* **GOAL**:
Rewrite everything from the line containing "Target = yellow center line" through the end of the material, with "yellow" changed to "white" and nothing else altered.

[Recorded data]
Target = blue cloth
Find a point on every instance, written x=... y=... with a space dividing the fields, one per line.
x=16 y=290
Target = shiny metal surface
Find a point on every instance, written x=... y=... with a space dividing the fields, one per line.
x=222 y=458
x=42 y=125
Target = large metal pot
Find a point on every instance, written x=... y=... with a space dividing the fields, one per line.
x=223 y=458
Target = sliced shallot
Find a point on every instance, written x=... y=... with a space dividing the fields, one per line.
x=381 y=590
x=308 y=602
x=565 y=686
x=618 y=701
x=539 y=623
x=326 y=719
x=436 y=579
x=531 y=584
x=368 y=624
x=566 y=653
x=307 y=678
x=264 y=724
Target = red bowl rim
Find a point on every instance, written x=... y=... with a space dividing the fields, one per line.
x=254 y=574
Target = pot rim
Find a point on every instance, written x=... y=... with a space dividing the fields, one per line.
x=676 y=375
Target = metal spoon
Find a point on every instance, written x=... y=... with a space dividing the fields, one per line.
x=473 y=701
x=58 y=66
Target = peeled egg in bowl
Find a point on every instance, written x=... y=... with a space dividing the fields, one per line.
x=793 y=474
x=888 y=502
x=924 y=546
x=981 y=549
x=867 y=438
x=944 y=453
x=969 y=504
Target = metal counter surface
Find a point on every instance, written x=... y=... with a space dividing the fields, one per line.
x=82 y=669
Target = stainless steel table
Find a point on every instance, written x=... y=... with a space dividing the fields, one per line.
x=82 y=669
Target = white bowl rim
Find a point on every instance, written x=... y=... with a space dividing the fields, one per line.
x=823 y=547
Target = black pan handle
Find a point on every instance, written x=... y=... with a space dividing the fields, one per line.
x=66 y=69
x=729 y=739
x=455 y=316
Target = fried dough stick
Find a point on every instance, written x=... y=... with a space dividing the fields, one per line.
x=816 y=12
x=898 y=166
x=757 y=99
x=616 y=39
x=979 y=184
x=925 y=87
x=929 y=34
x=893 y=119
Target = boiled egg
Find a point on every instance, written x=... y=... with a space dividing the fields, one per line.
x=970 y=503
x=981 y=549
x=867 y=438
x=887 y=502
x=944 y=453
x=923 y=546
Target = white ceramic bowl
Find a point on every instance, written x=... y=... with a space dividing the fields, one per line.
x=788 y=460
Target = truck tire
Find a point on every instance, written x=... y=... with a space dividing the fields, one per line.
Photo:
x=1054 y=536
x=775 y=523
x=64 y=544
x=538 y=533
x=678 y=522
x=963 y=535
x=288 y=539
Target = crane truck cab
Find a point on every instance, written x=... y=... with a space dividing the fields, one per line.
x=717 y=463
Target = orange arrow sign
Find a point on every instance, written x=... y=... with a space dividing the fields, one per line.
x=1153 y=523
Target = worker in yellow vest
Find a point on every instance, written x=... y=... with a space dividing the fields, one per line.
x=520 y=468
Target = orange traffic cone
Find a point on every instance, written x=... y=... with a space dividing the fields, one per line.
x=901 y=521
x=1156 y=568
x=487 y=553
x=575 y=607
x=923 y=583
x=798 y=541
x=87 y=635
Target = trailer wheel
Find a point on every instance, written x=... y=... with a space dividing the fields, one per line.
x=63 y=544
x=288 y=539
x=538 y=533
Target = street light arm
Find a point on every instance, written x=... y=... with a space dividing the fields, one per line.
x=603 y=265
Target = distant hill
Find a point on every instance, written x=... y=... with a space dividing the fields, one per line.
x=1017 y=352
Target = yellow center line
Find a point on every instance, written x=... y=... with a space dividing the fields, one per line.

* **TASK RESULT**:
Target = white center line
Find a point on every instance, written x=... y=... with a space dividing the fields, one per line.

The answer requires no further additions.